* EXERCISE DETAILS:
What you need to do is retype every entry exactly as written.

* DATA FOR THIS TASK:
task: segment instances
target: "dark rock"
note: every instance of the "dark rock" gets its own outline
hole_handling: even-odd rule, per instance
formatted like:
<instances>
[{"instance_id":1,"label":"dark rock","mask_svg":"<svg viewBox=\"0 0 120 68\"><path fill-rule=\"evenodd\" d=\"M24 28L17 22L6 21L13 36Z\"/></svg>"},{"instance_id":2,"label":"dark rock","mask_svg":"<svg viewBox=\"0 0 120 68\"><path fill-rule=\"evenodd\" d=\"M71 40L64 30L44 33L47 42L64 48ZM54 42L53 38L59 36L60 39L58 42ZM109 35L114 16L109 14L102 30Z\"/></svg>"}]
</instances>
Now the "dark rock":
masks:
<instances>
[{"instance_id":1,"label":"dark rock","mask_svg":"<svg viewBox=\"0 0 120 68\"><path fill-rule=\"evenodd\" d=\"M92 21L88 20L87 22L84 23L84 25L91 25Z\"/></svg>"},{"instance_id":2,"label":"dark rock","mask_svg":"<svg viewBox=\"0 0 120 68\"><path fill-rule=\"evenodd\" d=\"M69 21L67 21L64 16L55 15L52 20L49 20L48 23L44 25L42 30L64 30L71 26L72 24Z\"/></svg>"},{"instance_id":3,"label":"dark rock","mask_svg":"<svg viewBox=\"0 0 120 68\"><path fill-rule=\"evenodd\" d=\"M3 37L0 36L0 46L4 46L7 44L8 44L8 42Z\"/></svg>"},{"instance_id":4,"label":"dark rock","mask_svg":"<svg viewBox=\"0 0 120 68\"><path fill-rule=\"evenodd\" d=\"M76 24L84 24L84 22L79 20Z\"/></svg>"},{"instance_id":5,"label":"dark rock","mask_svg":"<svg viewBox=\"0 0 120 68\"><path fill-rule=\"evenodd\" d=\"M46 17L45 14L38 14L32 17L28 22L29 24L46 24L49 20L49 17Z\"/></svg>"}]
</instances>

* ANSWER SECTION:
task: segment instances
target: "dark rock"
note: every instance of the "dark rock" gets its own outline
hole_handling: even-odd rule, per instance
formatted like:
<instances>
[{"instance_id":1,"label":"dark rock","mask_svg":"<svg viewBox=\"0 0 120 68\"><path fill-rule=\"evenodd\" d=\"M24 28L17 22L6 21L13 36Z\"/></svg>"},{"instance_id":2,"label":"dark rock","mask_svg":"<svg viewBox=\"0 0 120 68\"><path fill-rule=\"evenodd\" d=\"M71 40L64 30L44 33L47 42L64 48ZM54 42L53 38L59 36L60 39L58 42ZM109 35L114 16L109 14L102 30Z\"/></svg>"}]
</instances>
Now the "dark rock":
masks:
<instances>
[{"instance_id":1,"label":"dark rock","mask_svg":"<svg viewBox=\"0 0 120 68\"><path fill-rule=\"evenodd\" d=\"M92 21L88 20L87 22L84 23L84 25L91 25Z\"/></svg>"},{"instance_id":2,"label":"dark rock","mask_svg":"<svg viewBox=\"0 0 120 68\"><path fill-rule=\"evenodd\" d=\"M69 21L67 21L64 16L55 15L52 20L49 20L48 23L44 25L42 30L64 30L71 26L72 24Z\"/></svg>"},{"instance_id":3,"label":"dark rock","mask_svg":"<svg viewBox=\"0 0 120 68\"><path fill-rule=\"evenodd\" d=\"M3 37L0 36L0 46L4 46L7 44L8 44L8 42Z\"/></svg>"},{"instance_id":4,"label":"dark rock","mask_svg":"<svg viewBox=\"0 0 120 68\"><path fill-rule=\"evenodd\" d=\"M76 24L84 24L84 22L79 20Z\"/></svg>"},{"instance_id":5,"label":"dark rock","mask_svg":"<svg viewBox=\"0 0 120 68\"><path fill-rule=\"evenodd\" d=\"M46 17L45 14L38 14L32 17L28 22L29 24L46 24L49 20L49 17Z\"/></svg>"}]
</instances>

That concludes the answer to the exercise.